Copy everything in the material below, from the line containing "the person wearing" through the end, changing every "photograph" to "image" and keeping all else the same. Omit the pictures.
— Start Data provided —
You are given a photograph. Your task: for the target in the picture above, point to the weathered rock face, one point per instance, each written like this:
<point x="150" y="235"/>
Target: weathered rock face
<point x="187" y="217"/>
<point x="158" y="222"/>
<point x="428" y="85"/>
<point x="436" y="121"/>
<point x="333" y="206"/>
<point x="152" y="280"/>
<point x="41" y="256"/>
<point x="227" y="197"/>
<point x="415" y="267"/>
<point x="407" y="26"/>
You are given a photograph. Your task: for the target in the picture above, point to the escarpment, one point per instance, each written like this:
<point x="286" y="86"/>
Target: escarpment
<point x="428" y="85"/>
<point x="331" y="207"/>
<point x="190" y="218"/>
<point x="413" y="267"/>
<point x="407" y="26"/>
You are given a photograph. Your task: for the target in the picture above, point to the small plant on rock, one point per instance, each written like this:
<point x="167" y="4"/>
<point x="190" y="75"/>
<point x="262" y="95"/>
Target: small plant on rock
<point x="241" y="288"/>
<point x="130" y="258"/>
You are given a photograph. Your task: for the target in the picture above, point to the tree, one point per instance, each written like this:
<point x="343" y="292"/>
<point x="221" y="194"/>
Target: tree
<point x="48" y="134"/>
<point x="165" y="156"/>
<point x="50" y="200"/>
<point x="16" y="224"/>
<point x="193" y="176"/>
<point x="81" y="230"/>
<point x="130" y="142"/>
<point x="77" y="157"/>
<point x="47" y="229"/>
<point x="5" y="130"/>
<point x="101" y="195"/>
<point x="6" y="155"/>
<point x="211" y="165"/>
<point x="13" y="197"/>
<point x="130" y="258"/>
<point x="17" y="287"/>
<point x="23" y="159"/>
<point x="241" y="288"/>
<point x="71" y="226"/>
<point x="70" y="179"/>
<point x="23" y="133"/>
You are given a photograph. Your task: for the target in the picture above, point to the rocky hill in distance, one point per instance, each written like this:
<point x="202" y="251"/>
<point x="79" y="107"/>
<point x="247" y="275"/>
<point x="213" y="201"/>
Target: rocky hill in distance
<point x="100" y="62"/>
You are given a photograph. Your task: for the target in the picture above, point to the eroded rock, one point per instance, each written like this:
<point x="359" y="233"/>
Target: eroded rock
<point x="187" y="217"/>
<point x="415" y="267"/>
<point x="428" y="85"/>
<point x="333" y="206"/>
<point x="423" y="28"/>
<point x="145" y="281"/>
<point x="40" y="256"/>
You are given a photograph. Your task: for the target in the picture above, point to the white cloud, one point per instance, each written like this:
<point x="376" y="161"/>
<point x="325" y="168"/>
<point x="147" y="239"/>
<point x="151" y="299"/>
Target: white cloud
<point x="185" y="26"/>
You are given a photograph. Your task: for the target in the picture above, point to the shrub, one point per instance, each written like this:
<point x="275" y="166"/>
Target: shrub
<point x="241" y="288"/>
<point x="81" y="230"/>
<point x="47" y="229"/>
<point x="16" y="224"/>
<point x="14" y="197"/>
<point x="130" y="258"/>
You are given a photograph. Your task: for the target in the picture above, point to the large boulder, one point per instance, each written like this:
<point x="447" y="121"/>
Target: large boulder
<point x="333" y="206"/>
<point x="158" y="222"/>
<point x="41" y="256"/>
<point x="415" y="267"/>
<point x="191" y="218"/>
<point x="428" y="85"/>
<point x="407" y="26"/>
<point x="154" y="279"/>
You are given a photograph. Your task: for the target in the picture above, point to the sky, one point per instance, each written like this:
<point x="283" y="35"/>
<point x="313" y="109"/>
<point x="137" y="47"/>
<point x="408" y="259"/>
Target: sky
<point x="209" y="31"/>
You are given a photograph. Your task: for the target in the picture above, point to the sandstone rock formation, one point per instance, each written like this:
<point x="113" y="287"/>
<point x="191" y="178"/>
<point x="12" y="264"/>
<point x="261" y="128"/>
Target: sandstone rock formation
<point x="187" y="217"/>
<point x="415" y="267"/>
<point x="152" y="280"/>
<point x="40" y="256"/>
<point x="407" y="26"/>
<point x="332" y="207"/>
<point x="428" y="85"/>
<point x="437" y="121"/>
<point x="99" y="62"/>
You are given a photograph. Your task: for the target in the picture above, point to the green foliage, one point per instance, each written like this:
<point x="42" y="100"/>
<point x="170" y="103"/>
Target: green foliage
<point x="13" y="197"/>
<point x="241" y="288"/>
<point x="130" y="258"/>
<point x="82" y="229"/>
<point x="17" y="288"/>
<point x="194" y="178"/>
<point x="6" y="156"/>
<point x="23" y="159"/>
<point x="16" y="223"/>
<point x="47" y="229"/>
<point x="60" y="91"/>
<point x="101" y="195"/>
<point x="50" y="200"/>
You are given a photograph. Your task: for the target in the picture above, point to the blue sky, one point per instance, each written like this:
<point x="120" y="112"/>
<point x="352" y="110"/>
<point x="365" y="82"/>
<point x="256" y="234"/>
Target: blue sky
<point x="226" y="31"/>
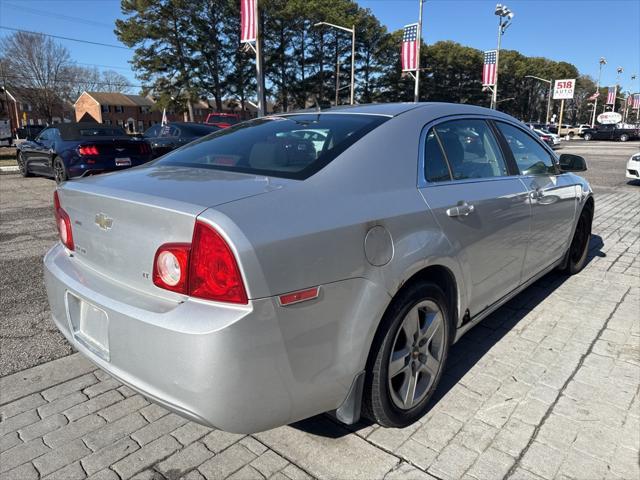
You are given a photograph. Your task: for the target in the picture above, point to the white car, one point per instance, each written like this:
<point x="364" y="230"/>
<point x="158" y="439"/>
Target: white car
<point x="633" y="167"/>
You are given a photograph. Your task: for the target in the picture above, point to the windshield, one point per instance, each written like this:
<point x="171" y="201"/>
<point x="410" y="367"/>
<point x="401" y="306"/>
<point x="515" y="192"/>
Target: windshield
<point x="292" y="146"/>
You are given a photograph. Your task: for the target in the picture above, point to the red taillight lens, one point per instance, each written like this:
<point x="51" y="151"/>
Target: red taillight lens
<point x="205" y="268"/>
<point x="171" y="267"/>
<point x="86" y="150"/>
<point x="213" y="270"/>
<point x="63" y="222"/>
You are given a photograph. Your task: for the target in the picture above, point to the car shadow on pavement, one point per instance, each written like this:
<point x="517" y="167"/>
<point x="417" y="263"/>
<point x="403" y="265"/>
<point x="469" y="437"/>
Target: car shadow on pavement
<point x="469" y="349"/>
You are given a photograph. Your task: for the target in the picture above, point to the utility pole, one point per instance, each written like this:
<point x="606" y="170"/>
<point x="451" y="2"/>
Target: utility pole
<point x="603" y="61"/>
<point x="416" y="87"/>
<point x="619" y="70"/>
<point x="504" y="21"/>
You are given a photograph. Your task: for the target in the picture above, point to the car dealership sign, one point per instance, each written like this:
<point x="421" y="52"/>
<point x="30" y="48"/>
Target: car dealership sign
<point x="608" y="118"/>
<point x="563" y="89"/>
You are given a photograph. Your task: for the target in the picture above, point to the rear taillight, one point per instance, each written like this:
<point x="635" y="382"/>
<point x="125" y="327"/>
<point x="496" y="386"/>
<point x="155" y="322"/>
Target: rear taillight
<point x="63" y="222"/>
<point x="86" y="150"/>
<point x="206" y="268"/>
<point x="171" y="267"/>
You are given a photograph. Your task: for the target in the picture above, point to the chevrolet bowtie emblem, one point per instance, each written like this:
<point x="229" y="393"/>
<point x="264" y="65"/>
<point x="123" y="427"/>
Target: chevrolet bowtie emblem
<point x="103" y="221"/>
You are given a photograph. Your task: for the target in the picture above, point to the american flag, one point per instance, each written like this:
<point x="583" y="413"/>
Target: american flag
<point x="489" y="67"/>
<point x="410" y="47"/>
<point x="248" y="20"/>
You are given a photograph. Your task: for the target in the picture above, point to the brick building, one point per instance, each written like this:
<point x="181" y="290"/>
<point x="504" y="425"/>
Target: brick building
<point x="19" y="106"/>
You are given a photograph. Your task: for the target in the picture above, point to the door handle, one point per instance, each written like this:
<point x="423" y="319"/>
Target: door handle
<point x="463" y="209"/>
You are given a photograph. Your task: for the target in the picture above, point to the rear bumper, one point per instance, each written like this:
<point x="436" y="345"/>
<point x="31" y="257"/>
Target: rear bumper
<point x="237" y="368"/>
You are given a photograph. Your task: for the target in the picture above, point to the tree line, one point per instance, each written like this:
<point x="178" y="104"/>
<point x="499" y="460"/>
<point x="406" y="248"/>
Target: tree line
<point x="40" y="72"/>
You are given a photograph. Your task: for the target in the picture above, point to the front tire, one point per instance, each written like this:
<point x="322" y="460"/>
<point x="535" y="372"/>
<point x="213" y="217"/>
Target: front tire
<point x="22" y="166"/>
<point x="579" y="248"/>
<point x="59" y="170"/>
<point x="408" y="356"/>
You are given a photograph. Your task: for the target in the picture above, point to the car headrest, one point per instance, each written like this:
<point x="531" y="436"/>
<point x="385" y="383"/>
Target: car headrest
<point x="267" y="156"/>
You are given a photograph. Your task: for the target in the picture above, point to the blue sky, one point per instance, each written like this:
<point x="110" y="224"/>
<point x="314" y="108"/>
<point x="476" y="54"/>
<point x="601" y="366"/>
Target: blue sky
<point x="577" y="31"/>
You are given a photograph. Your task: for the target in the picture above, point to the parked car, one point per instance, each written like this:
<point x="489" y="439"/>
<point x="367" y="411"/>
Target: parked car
<point x="164" y="138"/>
<point x="633" y="167"/>
<point x="69" y="150"/>
<point x="611" y="132"/>
<point x="222" y="120"/>
<point x="250" y="279"/>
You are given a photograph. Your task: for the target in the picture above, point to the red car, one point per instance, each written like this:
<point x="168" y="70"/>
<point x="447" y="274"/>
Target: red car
<point x="222" y="120"/>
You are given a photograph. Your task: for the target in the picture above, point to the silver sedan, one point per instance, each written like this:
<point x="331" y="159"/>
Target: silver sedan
<point x="261" y="275"/>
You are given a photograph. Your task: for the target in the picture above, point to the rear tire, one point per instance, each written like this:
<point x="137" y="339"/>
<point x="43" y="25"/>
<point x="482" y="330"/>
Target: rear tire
<point x="579" y="248"/>
<point x="408" y="356"/>
<point x="59" y="170"/>
<point x="22" y="166"/>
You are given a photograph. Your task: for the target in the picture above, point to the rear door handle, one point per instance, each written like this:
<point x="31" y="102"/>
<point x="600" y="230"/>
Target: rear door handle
<point x="463" y="209"/>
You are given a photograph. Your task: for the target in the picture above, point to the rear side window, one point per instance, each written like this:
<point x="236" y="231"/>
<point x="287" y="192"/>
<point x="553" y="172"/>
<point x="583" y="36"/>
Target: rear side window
<point x="530" y="156"/>
<point x="292" y="146"/>
<point x="471" y="149"/>
<point x="435" y="165"/>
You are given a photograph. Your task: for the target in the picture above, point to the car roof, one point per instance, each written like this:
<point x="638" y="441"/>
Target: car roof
<point x="395" y="109"/>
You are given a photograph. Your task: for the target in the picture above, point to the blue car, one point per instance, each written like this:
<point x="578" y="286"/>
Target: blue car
<point x="71" y="150"/>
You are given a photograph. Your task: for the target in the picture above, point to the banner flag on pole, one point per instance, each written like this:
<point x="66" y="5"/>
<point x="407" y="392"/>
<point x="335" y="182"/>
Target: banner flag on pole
<point x="410" y="48"/>
<point x="247" y="21"/>
<point x="489" y="67"/>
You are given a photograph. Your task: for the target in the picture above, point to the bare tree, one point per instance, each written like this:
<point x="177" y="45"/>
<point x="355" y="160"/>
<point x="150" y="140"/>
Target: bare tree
<point x="37" y="67"/>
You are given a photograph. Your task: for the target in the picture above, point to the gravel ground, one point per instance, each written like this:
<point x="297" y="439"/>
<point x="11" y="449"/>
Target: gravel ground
<point x="28" y="337"/>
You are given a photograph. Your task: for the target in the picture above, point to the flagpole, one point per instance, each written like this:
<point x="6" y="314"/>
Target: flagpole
<point x="416" y="87"/>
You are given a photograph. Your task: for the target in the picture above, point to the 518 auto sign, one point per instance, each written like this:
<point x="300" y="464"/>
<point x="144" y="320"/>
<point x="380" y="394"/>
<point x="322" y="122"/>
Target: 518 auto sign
<point x="563" y="89"/>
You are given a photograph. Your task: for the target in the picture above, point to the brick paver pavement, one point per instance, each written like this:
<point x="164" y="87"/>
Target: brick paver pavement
<point x="546" y="388"/>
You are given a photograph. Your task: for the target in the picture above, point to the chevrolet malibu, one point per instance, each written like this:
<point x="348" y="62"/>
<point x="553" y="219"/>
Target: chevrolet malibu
<point x="256" y="277"/>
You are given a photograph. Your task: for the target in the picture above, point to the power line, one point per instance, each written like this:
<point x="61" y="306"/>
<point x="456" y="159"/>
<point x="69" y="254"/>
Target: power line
<point x="66" y="38"/>
<point x="48" y="14"/>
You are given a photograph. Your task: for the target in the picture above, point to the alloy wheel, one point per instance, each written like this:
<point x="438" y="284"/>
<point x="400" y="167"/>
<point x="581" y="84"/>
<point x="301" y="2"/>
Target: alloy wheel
<point x="416" y="356"/>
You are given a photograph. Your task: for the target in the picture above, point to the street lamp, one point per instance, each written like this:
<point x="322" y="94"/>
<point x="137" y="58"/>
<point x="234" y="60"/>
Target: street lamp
<point x="603" y="61"/>
<point x="353" y="51"/>
<point x="504" y="21"/>
<point x="550" y="92"/>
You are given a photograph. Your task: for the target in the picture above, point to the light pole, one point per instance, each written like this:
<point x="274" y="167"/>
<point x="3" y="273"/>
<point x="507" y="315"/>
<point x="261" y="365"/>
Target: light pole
<point x="550" y="94"/>
<point x="603" y="61"/>
<point x="619" y="70"/>
<point x="504" y="21"/>
<point x="353" y="52"/>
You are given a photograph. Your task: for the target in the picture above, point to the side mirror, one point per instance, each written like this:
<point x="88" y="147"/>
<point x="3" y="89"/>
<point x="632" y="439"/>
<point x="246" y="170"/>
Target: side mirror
<point x="572" y="163"/>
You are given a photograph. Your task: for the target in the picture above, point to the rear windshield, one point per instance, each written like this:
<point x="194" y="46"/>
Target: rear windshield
<point x="232" y="120"/>
<point x="292" y="146"/>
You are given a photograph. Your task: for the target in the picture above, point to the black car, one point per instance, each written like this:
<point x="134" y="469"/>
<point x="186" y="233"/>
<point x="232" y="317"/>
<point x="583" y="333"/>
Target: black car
<point x="164" y="138"/>
<point x="70" y="150"/>
<point x="611" y="132"/>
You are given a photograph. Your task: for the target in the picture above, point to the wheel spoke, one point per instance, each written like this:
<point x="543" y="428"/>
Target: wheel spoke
<point x="398" y="362"/>
<point x="408" y="389"/>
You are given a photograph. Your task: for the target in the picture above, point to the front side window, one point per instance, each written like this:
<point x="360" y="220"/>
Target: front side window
<point x="471" y="149"/>
<point x="531" y="157"/>
<point x="291" y="146"/>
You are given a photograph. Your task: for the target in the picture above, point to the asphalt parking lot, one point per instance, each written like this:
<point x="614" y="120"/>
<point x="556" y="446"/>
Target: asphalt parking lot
<point x="547" y="387"/>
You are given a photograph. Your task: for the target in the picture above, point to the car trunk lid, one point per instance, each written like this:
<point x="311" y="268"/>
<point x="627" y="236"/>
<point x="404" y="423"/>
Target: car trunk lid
<point x="120" y="220"/>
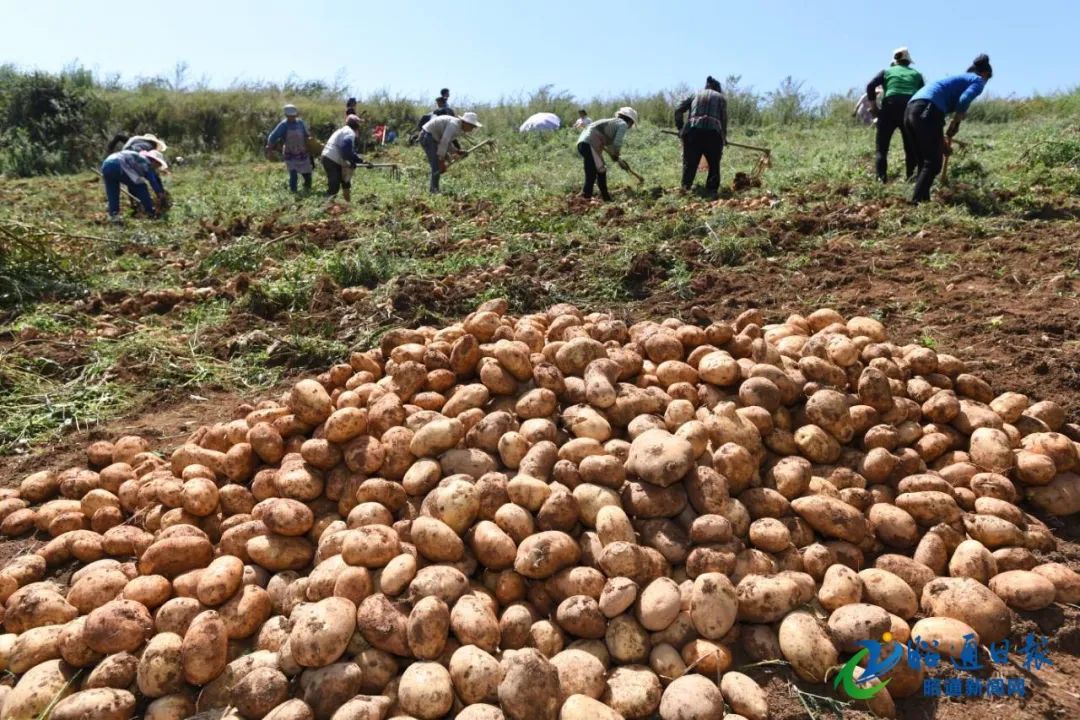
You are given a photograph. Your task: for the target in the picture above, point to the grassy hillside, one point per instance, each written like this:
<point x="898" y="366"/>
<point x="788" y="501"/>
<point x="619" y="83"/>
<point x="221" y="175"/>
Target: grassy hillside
<point x="243" y="282"/>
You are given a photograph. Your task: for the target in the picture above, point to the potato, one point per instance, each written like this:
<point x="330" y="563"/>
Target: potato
<point x="259" y="691"/>
<point x="887" y="591"/>
<point x="426" y="691"/>
<point x="659" y="458"/>
<point x="219" y="581"/>
<point x="658" y="605"/>
<point x="1066" y="581"/>
<point x="36" y="606"/>
<point x="765" y="599"/>
<point x="967" y="600"/>
<point x="633" y="691"/>
<point x="118" y="626"/>
<point x="205" y="649"/>
<point x="529" y="689"/>
<point x="160" y="668"/>
<point x="119" y="670"/>
<point x="744" y="696"/>
<point x="176" y="555"/>
<point x="475" y="675"/>
<point x="851" y="623"/>
<point x="34" y="647"/>
<point x="1023" y="589"/>
<point x="544" y="554"/>
<point x="322" y="630"/>
<point x="832" y="517"/>
<point x="38" y="689"/>
<point x="949" y="634"/>
<point x="691" y="697"/>
<point x="806" y="646"/>
<point x="583" y="707"/>
<point x="840" y="586"/>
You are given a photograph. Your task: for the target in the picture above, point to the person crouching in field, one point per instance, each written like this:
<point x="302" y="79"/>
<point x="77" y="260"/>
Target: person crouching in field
<point x="926" y="119"/>
<point x="340" y="159"/>
<point x="703" y="134"/>
<point x="899" y="81"/>
<point x="603" y="136"/>
<point x="134" y="171"/>
<point x="439" y="137"/>
<point x="292" y="135"/>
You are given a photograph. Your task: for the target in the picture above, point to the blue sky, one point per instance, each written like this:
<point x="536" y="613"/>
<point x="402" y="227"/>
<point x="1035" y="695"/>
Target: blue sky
<point x="484" y="50"/>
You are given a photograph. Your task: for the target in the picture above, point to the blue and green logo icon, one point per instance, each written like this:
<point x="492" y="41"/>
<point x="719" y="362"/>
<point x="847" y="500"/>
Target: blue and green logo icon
<point x="876" y="666"/>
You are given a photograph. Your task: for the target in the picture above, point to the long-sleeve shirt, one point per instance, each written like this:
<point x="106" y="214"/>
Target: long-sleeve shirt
<point x="445" y="130"/>
<point x="606" y="134"/>
<point x="137" y="168"/>
<point x="709" y="109"/>
<point x="294" y="135"/>
<point x="953" y="94"/>
<point x="341" y="147"/>
<point x="895" y="80"/>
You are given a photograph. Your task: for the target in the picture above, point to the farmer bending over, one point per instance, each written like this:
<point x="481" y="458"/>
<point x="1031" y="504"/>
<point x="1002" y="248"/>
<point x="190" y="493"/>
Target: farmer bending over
<point x="703" y="134"/>
<point x="340" y="159"/>
<point x="134" y="171"/>
<point x="598" y="137"/>
<point x="926" y="119"/>
<point x="292" y="135"/>
<point x="900" y="82"/>
<point x="437" y="140"/>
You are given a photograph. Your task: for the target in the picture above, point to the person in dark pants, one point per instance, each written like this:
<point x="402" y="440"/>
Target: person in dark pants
<point x="703" y="134"/>
<point x="134" y="171"/>
<point x="340" y="159"/>
<point x="603" y="136"/>
<point x="925" y="119"/>
<point x="899" y="83"/>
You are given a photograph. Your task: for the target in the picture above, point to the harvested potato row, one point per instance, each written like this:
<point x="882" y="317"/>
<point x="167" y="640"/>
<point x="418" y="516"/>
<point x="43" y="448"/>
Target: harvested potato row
<point x="555" y="515"/>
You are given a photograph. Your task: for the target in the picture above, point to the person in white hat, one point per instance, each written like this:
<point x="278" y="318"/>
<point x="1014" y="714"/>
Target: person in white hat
<point x="603" y="136"/>
<point x="135" y="171"/>
<point x="439" y="137"/>
<point x="292" y="136"/>
<point x="340" y="158"/>
<point x="899" y="82"/>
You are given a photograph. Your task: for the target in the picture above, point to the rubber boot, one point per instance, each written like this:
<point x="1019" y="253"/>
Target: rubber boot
<point x="602" y="184"/>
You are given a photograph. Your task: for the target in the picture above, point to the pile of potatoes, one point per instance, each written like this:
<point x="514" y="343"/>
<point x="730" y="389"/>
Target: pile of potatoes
<point x="549" y="516"/>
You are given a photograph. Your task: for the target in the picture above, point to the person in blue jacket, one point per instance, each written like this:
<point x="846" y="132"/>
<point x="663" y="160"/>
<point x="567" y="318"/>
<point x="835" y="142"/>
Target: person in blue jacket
<point x="292" y="135"/>
<point x="925" y="119"/>
<point x="135" y="171"/>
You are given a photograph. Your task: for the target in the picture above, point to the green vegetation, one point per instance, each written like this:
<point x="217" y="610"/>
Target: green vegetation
<point x="83" y="336"/>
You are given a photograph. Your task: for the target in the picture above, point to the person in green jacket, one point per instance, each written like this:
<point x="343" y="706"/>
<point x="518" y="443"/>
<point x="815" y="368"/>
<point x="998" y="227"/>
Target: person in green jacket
<point x="899" y="81"/>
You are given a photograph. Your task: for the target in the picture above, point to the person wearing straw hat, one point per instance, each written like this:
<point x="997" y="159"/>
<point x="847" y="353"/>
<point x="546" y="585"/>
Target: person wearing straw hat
<point x="135" y="171"/>
<point x="603" y="136"/>
<point x="925" y="119"/>
<point x="340" y="158"/>
<point x="439" y="139"/>
<point x="292" y="136"/>
<point x="899" y="82"/>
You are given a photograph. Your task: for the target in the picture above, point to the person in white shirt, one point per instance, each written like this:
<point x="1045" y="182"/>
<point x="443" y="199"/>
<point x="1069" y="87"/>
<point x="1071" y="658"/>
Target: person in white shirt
<point x="437" y="139"/>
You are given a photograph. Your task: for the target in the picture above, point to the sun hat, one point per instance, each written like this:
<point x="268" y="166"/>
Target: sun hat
<point x="157" y="141"/>
<point x="156" y="157"/>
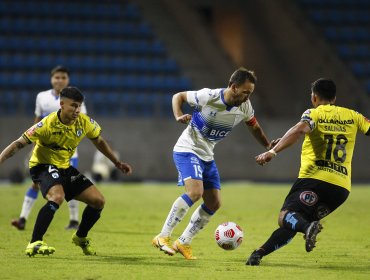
— End Data provided —
> [Correct result]:
You are given a image. Your task: for the target in the picture above, point to the person wearing straw hat, one point per instance, each written like this:
<point x="997" y="159"/>
<point x="847" y="353"/>
<point x="546" y="585"/>
Target: person wearing straw hat
<point x="135" y="171"/>
<point x="603" y="136"/>
<point x="925" y="119"/>
<point x="340" y="158"/>
<point x="439" y="139"/>
<point x="292" y="136"/>
<point x="899" y="82"/>
You are given a image. Your task: for the target in the picture above, point to the person in white shirt, one point per instance, each written like this:
<point x="1045" y="182"/>
<point x="443" y="199"/>
<point x="1069" y="87"/>
<point x="1071" y="658"/>
Target: person in white shirt
<point x="437" y="139"/>
You are given a image. Your task: for the target in the picture above, point to the sun hat, one point per instance, each written like this:
<point x="268" y="166"/>
Target: sun hat
<point x="157" y="141"/>
<point x="156" y="157"/>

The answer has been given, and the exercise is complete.